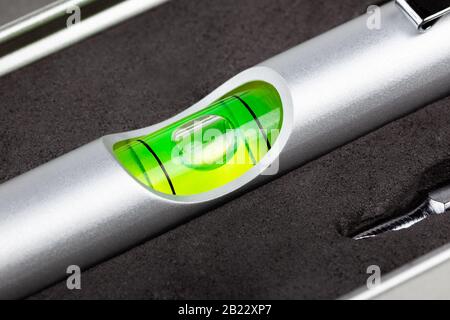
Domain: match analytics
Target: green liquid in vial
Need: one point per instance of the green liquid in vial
(210, 148)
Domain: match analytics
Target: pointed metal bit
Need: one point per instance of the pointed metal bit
(405, 221)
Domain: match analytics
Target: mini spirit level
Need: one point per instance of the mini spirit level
(122, 189)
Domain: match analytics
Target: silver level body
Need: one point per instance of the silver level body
(84, 207)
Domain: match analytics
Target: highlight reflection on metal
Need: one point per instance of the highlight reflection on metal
(74, 34)
(38, 18)
(424, 13)
(438, 202)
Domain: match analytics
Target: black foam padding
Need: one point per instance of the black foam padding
(286, 239)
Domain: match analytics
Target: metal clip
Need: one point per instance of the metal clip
(424, 13)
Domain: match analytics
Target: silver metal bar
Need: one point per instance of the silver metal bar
(74, 34)
(38, 18)
(85, 207)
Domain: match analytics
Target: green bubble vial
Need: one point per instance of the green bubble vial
(209, 148)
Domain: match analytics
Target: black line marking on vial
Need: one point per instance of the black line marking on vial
(140, 164)
(261, 128)
(240, 133)
(160, 165)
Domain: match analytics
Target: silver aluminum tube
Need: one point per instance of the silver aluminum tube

+===+

> AIM OF THE EXERCISE: Present all of the data above as a numbered list with one line per item, leaving out blank lines and the picture.

> TASK RESULT:
1. Domain: match analytics
2. Target: green liquid in vial
3. Need: one point per instance of the green liquid in vial
4. (210, 148)
5. Domain: match analytics
6. Target: pointed metal bit
7. Need: one point per instance of the pointed metal bit
8. (405, 221)
9. Domain: match analytics
10. Target: mini spirit level
11. Need: one point per instance of the mini spirit level
12. (122, 189)
13. Domain: match analytics
14. Target: silver level body
15. Need: one point per instance of the silver level body
16. (84, 207)
17. Domain: match analytics
18. Target: highlight reflection on metal
19. Need: one point per instance of the highlight reflection on metal
20. (74, 34)
21. (38, 18)
22. (424, 13)
23. (438, 202)
24. Domain: match analytics
25. Target: black foam padding
26. Need: one point per instance of the black foam padding
27. (286, 239)
28. Domain: match analytics
29. Target: metal clip
30. Need: one point per instance of the metal clip
31. (424, 13)
32. Domain: match analytics
33. Target: silver metal bar
34. Need: one point per instance of the silver metal bar
35. (74, 34)
36. (38, 18)
37. (85, 207)
38. Domain: match analytics
39. Target: green bubble vial
40. Need: one point per instance of the green bubble vial
41. (209, 148)
42. Domain: match analytics
43. Target: black line marking on vial
44. Need: one point per instance of the black line marking on vial
45. (140, 164)
46. (261, 128)
47. (240, 133)
48. (160, 165)
49. Domain: match analytics
50. Target: silver aluminum tube
51. Need: one point per instance of the silver aluminum tube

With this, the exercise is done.